_The exercise_.
Which lines of the items contain the word "water"? Find each one, matching case exactly, and copy it out.
--- START Provided entries ---
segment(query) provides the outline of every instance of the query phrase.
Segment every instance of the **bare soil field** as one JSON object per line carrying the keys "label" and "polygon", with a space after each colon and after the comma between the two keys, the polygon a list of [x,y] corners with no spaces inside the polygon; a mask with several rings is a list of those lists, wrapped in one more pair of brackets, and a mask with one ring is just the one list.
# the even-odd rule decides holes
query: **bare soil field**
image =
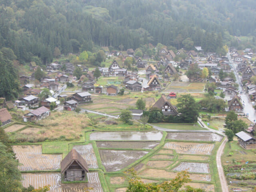
{"label": "bare soil field", "polygon": [[[211,181],[210,175],[190,174],[190,178],[192,180]],[[177,175],[176,172],[169,172],[162,169],[146,169],[139,173],[140,176],[156,178],[173,179]]]}
{"label": "bare soil field", "polygon": [[167,155],[156,155],[152,156],[151,158],[157,159],[172,159],[173,158],[173,156]]}
{"label": "bare soil field", "polygon": [[30,127],[28,128],[27,128],[26,129],[24,129],[24,130],[22,130],[20,132],[21,133],[23,133],[24,134],[36,134],[38,133],[38,132],[41,130],[41,129],[39,129],[39,128],[35,128],[34,127]]}
{"label": "bare soil field", "polygon": [[210,155],[214,146],[214,144],[210,144],[169,142],[165,144],[164,148],[174,149],[178,153]]}
{"label": "bare soil field", "polygon": [[209,159],[209,157],[198,155],[180,155],[179,159],[192,161],[206,161]]}
{"label": "bare soil field", "polygon": [[157,183],[158,181],[151,180],[151,179],[141,179],[141,181],[144,183]]}
{"label": "bare soil field", "polygon": [[20,130],[21,129],[27,126],[26,125],[21,125],[20,124],[14,124],[4,129],[6,132],[14,132]]}
{"label": "bare soil field", "polygon": [[122,184],[124,182],[125,178],[123,177],[110,177],[110,184]]}
{"label": "bare soil field", "polygon": [[[207,184],[206,183],[188,183],[184,184],[184,186],[189,186],[194,188],[200,188],[205,190],[206,191],[214,192],[214,185],[212,184]],[[181,188],[185,189],[184,187]]]}
{"label": "bare soil field", "polygon": [[158,153],[158,154],[173,154],[173,151],[168,149],[161,149]]}
{"label": "bare soil field", "polygon": [[117,189],[116,189],[116,190],[115,190],[115,192],[126,192],[127,190],[127,188],[126,187],[118,188]]}
{"label": "bare soil field", "polygon": [[121,100],[119,100],[118,101],[115,101],[114,102],[118,103],[118,104],[120,103],[121,104],[135,106],[135,104],[136,103],[136,101],[137,100],[136,99],[127,98],[127,99],[122,99]]}
{"label": "bare soil field", "polygon": [[91,144],[86,145],[75,145],[73,148],[76,149],[86,161],[89,168],[96,169],[98,168],[96,156]]}
{"label": "bare soil field", "polygon": [[147,166],[155,168],[165,168],[173,162],[173,161],[150,161],[147,163]]}
{"label": "bare soil field", "polygon": [[150,106],[152,106],[156,102],[155,99],[151,97],[148,97],[145,98],[146,100],[146,108],[149,108]]}
{"label": "bare soil field", "polygon": [[172,169],[174,171],[180,172],[187,170],[188,172],[210,173],[209,164],[208,163],[182,162],[177,167]]}
{"label": "bare soil field", "polygon": [[98,174],[97,172],[87,173],[88,183],[61,184],[59,173],[26,173],[22,174],[24,179],[22,184],[28,187],[31,185],[35,188],[50,185],[50,192],[84,192],[86,187],[92,187],[90,192],[103,192]]}
{"label": "bare soil field", "polygon": [[163,136],[160,131],[108,131],[94,132],[90,140],[160,140]]}
{"label": "bare soil field", "polygon": [[146,167],[146,166],[144,164],[142,163],[140,163],[140,164],[138,164],[136,166],[134,167],[133,168],[134,169],[134,170],[135,171],[138,172],[140,171],[141,171],[145,167]]}
{"label": "bare soil field", "polygon": [[153,141],[97,141],[98,148],[152,149],[159,144]]}
{"label": "bare soil field", "polygon": [[218,141],[223,137],[217,134],[208,132],[168,132],[166,138],[174,140],[191,141]]}
{"label": "bare soil field", "polygon": [[147,151],[99,150],[102,165],[107,172],[117,171],[148,153]]}
{"label": "bare soil field", "polygon": [[30,185],[35,188],[50,185],[50,192],[62,192],[61,178],[59,173],[25,173],[22,174],[22,185],[28,187]]}
{"label": "bare soil field", "polygon": [[97,109],[101,109],[102,108],[116,108],[120,109],[126,109],[129,106],[127,105],[123,105],[120,104],[114,104],[113,103],[104,103],[101,104],[93,104],[92,105],[84,106],[84,108],[92,110],[96,110]]}
{"label": "bare soil field", "polygon": [[12,146],[21,171],[52,170],[60,168],[62,155],[42,154],[41,145],[16,145]]}

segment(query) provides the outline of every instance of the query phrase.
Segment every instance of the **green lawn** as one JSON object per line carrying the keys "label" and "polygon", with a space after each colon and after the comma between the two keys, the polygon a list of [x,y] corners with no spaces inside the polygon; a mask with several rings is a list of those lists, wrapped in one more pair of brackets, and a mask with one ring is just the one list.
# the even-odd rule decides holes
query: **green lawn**
{"label": "green lawn", "polygon": [[158,127],[170,129],[177,129],[178,130],[205,130],[205,129],[199,126],[197,123],[194,124],[188,123],[152,123],[152,124]]}

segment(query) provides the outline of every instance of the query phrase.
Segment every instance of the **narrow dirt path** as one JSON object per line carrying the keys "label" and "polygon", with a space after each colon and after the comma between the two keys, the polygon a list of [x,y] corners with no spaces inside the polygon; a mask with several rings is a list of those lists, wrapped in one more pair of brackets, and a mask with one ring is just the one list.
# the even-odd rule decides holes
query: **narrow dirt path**
{"label": "narrow dirt path", "polygon": [[217,152],[217,155],[216,156],[216,162],[217,162],[217,167],[218,168],[218,172],[219,173],[219,177],[220,184],[221,184],[221,189],[222,192],[229,192],[229,189],[227,180],[226,179],[225,174],[223,170],[223,168],[221,165],[221,155],[223,153],[223,150],[225,145],[228,141],[228,139],[226,137],[225,138],[224,141],[221,144]]}

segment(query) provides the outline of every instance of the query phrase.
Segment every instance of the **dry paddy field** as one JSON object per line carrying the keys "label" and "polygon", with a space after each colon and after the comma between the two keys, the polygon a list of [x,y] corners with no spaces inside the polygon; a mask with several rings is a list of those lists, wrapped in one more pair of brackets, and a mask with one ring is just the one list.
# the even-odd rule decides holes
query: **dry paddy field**
{"label": "dry paddy field", "polygon": [[148,153],[143,151],[103,149],[99,151],[102,165],[108,172],[121,170]]}
{"label": "dry paddy field", "polygon": [[188,172],[194,173],[210,173],[208,163],[182,162],[172,170],[179,172],[187,170]]}
{"label": "dry paddy field", "polygon": [[210,155],[214,146],[214,144],[211,144],[169,142],[165,144],[164,148],[174,149],[178,153]]}
{"label": "dry paddy field", "polygon": [[154,141],[97,141],[98,148],[152,149],[159,144]]}
{"label": "dry paddy field", "polygon": [[76,150],[86,161],[89,168],[98,168],[97,158],[91,144],[86,145],[75,145],[73,148]]}
{"label": "dry paddy field", "polygon": [[14,124],[4,129],[6,132],[14,132],[27,126],[26,125],[21,125],[20,124]]}
{"label": "dry paddy field", "polygon": [[173,161],[165,160],[150,161],[147,163],[147,166],[154,168],[165,168],[170,165]]}
{"label": "dry paddy field", "polygon": [[206,161],[209,159],[209,157],[207,156],[198,155],[180,155],[178,157],[180,159],[192,161]]}
{"label": "dry paddy field", "polygon": [[59,173],[26,173],[22,174],[22,184],[28,187],[31,185],[36,188],[50,186],[50,192],[84,192],[86,187],[92,187],[91,192],[103,192],[98,173],[87,173],[88,183],[61,184]]}
{"label": "dry paddy field", "polygon": [[[207,184],[206,183],[188,183],[184,184],[184,186],[189,186],[194,188],[200,188],[205,190],[207,192],[214,192],[214,185],[212,184]],[[182,189],[185,188],[184,187],[181,188]]]}
{"label": "dry paddy field", "polygon": [[108,131],[94,132],[90,140],[160,141],[163,136],[160,131]]}
{"label": "dry paddy field", "polygon": [[62,155],[42,154],[41,145],[16,145],[12,146],[21,171],[52,170],[60,168]]}
{"label": "dry paddy field", "polygon": [[172,159],[174,156],[173,155],[155,155],[151,157],[152,159]]}
{"label": "dry paddy field", "polygon": [[222,137],[210,132],[169,132],[166,139],[174,140],[220,142]]}
{"label": "dry paddy field", "polygon": [[[139,173],[141,176],[158,178],[173,179],[177,175],[177,173],[169,172],[165,170],[158,169],[146,169]],[[192,180],[201,181],[211,181],[210,175],[189,174],[190,178]]]}

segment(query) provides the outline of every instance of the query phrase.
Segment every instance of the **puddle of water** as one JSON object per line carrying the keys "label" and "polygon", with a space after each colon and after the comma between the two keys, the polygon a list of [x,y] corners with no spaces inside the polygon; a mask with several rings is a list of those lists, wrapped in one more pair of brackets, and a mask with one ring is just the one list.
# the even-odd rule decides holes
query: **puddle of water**
{"label": "puddle of water", "polygon": [[163,136],[160,131],[110,131],[94,132],[90,140],[159,141]]}

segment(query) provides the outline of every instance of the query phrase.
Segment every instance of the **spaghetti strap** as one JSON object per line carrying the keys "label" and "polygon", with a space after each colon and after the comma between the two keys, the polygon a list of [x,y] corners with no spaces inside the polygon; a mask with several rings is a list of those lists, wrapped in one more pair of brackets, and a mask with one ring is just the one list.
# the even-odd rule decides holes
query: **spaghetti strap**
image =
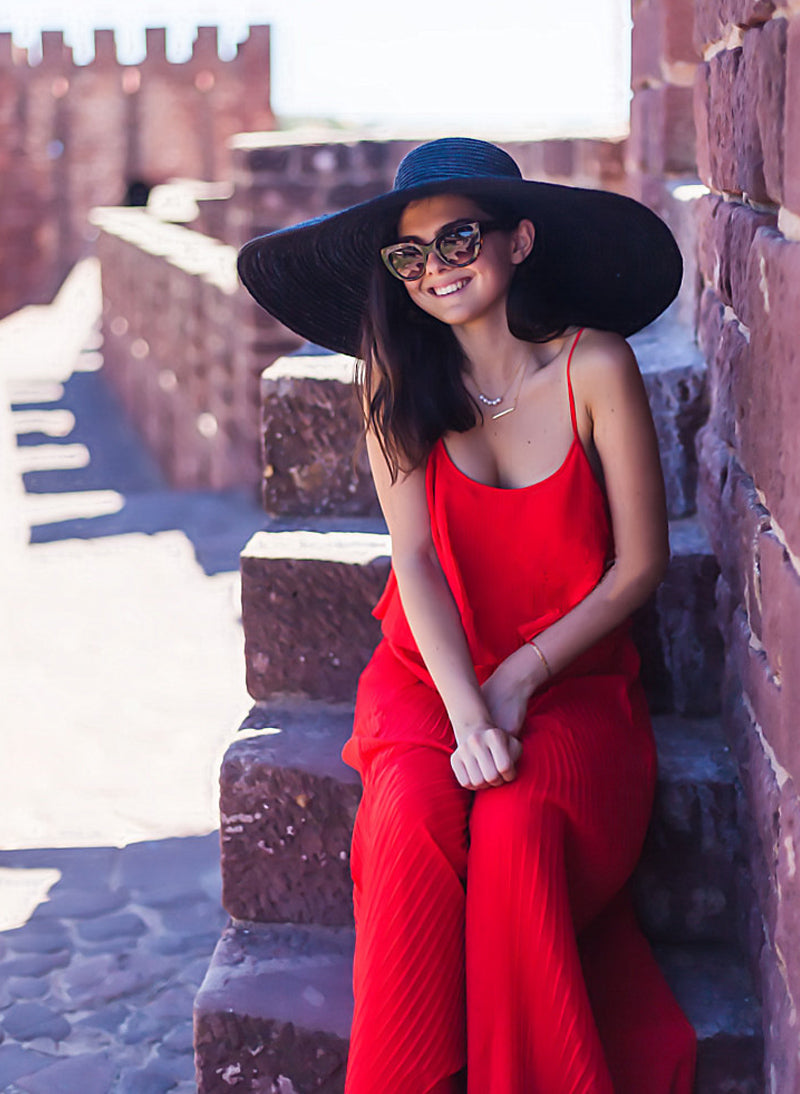
{"label": "spaghetti strap", "polygon": [[572,394],[572,377],[569,374],[569,366],[572,363],[572,353],[575,353],[575,347],[578,345],[578,339],[585,330],[585,327],[581,327],[578,334],[575,336],[572,342],[572,348],[569,351],[569,357],[567,358],[567,391],[569,392],[569,416],[572,419],[572,434],[578,437],[578,416],[575,411],[575,395]]}

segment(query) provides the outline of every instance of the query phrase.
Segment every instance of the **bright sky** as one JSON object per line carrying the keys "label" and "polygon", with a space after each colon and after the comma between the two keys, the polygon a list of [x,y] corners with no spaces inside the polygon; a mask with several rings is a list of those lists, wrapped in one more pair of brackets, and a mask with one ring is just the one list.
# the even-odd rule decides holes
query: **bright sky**
{"label": "bright sky", "polygon": [[174,60],[198,24],[229,54],[250,23],[273,27],[280,116],[616,136],[628,117],[629,0],[8,0],[0,28],[20,45],[65,30],[79,61],[93,26],[118,30],[136,62],[143,27],[167,27]]}

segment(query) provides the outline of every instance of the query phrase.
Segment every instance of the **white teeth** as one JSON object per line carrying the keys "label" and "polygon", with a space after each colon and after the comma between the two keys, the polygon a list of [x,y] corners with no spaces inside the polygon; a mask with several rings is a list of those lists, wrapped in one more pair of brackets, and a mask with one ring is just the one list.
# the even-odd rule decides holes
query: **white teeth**
{"label": "white teeth", "polygon": [[463,289],[466,284],[466,279],[463,281],[454,281],[452,284],[442,286],[441,289],[434,289],[434,296],[449,296],[451,292],[457,292],[459,289]]}

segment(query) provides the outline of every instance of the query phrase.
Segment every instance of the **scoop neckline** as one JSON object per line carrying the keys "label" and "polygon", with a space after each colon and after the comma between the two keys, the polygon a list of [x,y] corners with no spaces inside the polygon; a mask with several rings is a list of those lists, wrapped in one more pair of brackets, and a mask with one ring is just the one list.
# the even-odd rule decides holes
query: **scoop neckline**
{"label": "scoop neckline", "polygon": [[[570,458],[572,456],[572,453],[575,451],[575,446],[576,445],[579,445],[581,452],[583,452],[583,445],[580,443],[580,438],[578,438],[573,433],[572,434],[572,443],[570,444],[569,449],[567,450],[567,455],[564,457],[564,459],[561,461],[561,463],[558,465],[558,467],[556,467],[556,469],[554,472],[550,472],[549,475],[545,476],[545,478],[537,479],[535,482],[529,482],[527,486],[494,486],[491,482],[482,482],[480,479],[474,479],[469,475],[467,475],[466,472],[463,472],[461,469],[461,467],[459,467],[459,465],[455,463],[455,461],[453,459],[453,457],[450,455],[450,452],[448,451],[448,446],[444,443],[444,438],[443,437],[439,438],[439,445],[440,445],[440,447],[442,449],[442,451],[444,453],[444,457],[445,457],[447,462],[450,464],[450,466],[453,468],[453,470],[456,473],[456,475],[460,476],[460,478],[463,478],[465,482],[469,482],[472,486],[479,487],[483,490],[494,490],[496,493],[521,493],[521,492],[523,492],[525,490],[533,490],[536,487],[545,486],[547,482],[550,482],[554,478],[557,478],[561,474],[561,472],[564,470],[564,468],[569,463],[569,461],[570,461]],[[584,453],[584,455],[585,455],[585,453]]]}

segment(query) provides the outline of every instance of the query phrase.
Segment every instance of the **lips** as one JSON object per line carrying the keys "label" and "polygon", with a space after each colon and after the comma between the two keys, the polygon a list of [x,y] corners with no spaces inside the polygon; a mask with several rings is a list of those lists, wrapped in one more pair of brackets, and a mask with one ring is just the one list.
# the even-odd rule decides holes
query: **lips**
{"label": "lips", "polygon": [[450,284],[431,286],[428,291],[433,293],[434,296],[450,296],[454,292],[459,292],[465,284],[468,283],[469,278],[460,278],[457,281],[451,281]]}

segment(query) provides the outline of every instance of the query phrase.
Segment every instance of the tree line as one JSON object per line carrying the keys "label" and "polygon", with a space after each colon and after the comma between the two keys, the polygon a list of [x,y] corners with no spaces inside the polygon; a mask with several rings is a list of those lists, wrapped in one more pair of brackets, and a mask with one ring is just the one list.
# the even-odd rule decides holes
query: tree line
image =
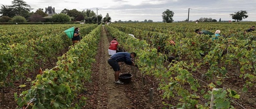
--- END Provided entries ---
_Solution for this task_.
Segment every instance of the **puddle of water** as one JSON object per line carrying the keys "label" and "polygon", with a space after each colon and after the comma between the two keys, the polygon a list of [x,y] corners with no spaces inside the polygon; a mask with several rings is a list of those lists, wrapped in one more pair of brackets, and a mask with one ring is just the one list.
query: **puddle of water**
{"label": "puddle of water", "polygon": [[163,136],[160,131],[110,131],[94,132],[90,140],[159,141]]}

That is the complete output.